Provided passage:
Particle positions obtained from high-speed camera measurements can be used to determine the power spectrum of particles’ position noise in optical traps , up to the Nyquist frequency of half the camera’s bandwidth. This approach enables the simultaneous calibration of multiple traps, as long as the corner frequency of each is well below the Nyquist frequency. Practically, current speeds of downloading images from high-speed cameras limit the application of this approach as a rapid screen for trap stiffness.
An alternative and more common method of power spectrum determination analyzes the displacement of the laser light on a PSD . This method is fast in data acquisition and analysis, and is limited only by the frequency response of the photodiode and associated electronics. For a single optical trap, the analysis is straightforward. But if multiple particles are trapped, the laser deflection contains information about the noise of all particles and hence cannot be used in a straightforward manner to determine trap stiffnesses. However, if only one particle is trapped in a multiple-trap configuration, the modulation of the output laser beam is due only to the motion of this single particle. Hence, by trapping only one particle in a HOT configuration, the Lorentzian shape of the power spectrum is due only to the interaction of the single trapped particle with the trap in which it resides. By moving the same particle from one trap to another, the trap stiffness of each trap can be determined, thus affording a quantitative determination of the relative trap strengths in HOTs independent of exact particle size.

Records shown:
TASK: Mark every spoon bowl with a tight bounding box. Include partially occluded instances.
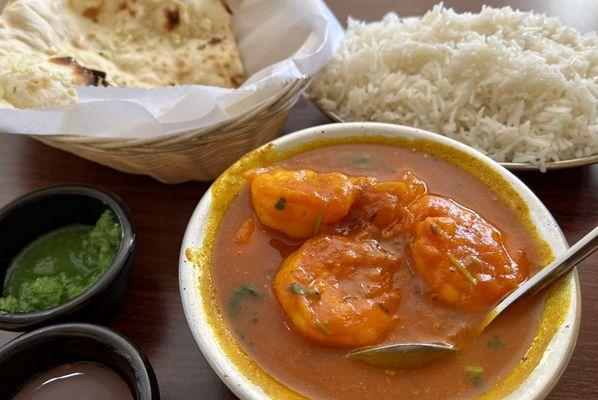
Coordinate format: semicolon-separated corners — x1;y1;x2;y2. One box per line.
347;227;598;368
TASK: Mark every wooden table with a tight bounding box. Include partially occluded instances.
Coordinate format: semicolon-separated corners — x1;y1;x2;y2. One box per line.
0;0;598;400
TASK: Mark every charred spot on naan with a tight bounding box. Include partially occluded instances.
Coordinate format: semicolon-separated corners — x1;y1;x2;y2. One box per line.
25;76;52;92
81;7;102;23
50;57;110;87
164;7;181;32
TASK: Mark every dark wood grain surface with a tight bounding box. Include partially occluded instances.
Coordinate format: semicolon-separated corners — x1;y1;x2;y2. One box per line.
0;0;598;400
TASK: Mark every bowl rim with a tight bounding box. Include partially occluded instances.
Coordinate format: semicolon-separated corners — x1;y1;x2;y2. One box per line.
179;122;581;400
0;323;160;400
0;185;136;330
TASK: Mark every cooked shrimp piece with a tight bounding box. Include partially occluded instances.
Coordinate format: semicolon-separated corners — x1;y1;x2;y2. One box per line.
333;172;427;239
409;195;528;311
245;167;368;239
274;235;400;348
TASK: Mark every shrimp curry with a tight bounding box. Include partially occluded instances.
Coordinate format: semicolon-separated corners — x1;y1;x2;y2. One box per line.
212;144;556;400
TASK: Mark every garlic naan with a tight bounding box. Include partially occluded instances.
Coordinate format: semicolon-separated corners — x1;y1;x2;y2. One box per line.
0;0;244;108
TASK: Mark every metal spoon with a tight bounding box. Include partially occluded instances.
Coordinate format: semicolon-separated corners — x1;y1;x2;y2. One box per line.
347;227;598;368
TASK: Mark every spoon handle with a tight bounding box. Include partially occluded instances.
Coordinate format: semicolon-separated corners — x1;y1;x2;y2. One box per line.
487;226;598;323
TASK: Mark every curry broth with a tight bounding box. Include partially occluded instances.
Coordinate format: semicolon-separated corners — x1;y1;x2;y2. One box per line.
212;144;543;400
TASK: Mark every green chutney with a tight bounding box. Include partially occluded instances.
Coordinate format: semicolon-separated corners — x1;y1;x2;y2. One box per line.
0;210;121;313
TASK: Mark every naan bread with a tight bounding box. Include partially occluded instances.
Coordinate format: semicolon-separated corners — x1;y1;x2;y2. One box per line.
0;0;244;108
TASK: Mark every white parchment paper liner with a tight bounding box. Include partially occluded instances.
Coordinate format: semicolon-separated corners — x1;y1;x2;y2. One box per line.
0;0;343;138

--

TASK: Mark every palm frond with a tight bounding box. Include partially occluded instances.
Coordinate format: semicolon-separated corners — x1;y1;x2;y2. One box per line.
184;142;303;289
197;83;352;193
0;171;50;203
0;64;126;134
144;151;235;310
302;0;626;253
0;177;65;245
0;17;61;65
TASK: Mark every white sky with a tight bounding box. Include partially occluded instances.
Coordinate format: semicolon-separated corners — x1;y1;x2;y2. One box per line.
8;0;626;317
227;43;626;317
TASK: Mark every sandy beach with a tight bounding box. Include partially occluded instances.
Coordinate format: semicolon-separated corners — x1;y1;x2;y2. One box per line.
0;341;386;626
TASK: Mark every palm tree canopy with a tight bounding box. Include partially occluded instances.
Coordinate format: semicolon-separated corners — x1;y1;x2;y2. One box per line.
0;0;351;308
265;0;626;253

--

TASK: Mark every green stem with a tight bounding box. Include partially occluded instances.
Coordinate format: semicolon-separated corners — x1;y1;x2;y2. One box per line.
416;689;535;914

Problems to solve:
1 – Using the passage on calibrating optical traps, answer these:
(a) Up to what frequency can camera-based particle positions be used to determine the power spectrum?
(b) What is the only limit on the PSD-based method?
(c) What currently keeps the camera approach from serving as a rapid screen for trap stiffness?
2 – Do these statements agree with the passage on calibrating optical traps? Answer yes or no for each, and quote the words that decide it.
(a) The camera-based approach can calibrate several traps at the same time.
(b) When multiple particles are trapped, the laser deflection can be used directly to find each trap's stiffness.
(c) Moving one particle from trap to trap gives relative trap strengths that depend on the exact particle size.
3 – Extend the passage on calibrating optical traps by writing what comes after its final sentence.

Responses:
1 –
(a) Up to the Nyquist frequency of half the camera's bandwidth.
(b) The frequency response of the photodiode and associated electronics.
(c) Current speeds of downloading images from high-speed cameras.

2 –
(a) Yes: "This approach enables the simultaneous calibration of multiple traps"
(b) No: "cannot be used in a straightforward manner to determine trap stiffnesses"
(c) No: "independent of exact particle size"

3 –
Figure 4 shows a typical power spectrum (averaged over 250 spectra taken over 0.2 s each) arising from one trapped particle held in trap #1 shown in Fig. 7(a). The peaks at discrete frequencies (60 and 120 Hz and overtones) are due to the method used to address the LC of our SLM; this is discussed in section 3.4, below. Because the temporal modulation of the trapping beam by the SLM appears at well defined frequencies, we remove these peaks prior to fitting a Lorentzian to the power spectrum, to determine the average trap stiffness resulting from a given imposed kinoform. The fitting is done to the region f>40 Hz to exclude low-frequency noise, and f<2500 Hz to exclude artifacts due to aliasing.
3.4. Time-dependent modulation of traps due to the SLM
The HoloEye SLM used in our measurements is controlled as an external monitor with a refresh rate of 60 Hz. The LC pixels themselves, however, are addressed at a multiple of this frequency, and the LC orientation can be time-dependent as a consequence [31–33]. For the default setting of our SLM (so-called 22:6), the addressing rate is 120 Hz and allows the largest number of phase levels (qmax=256); this setting was used for the majority of measurements in this paper, unless stated otherwise. An alternative setting of the SLM (5:5) addresses the LC at 300 Hz and has slightly fewer phase levels (qmax=192). Both the refresh rate and the addressing rate, and their overtones, modulate the intensity and the position of the laser beam, as can be seen in Fig. 5.
We have measured the amplitude of intensity modulation as a function of steering angle for a first-order beam on our optical table and found that for steering angles αnorm≤0.33 (a larger range than used in our trap calibrations), the intensity fluctuates by less than ±8% of the average value for the 22:6 setting, while for the 5:5 setting, the intensity fluctuations are less than ±2% of the average value (data not shown). Thus, while these intensity modulations will affect the potential of the trapped particle, for the 5:5 setting they are smaller than the precision of our trap stiffness measurements (see below). The determinations of trap stiffness quoted in this work should be considered as average quantities determined over many SLM cycles.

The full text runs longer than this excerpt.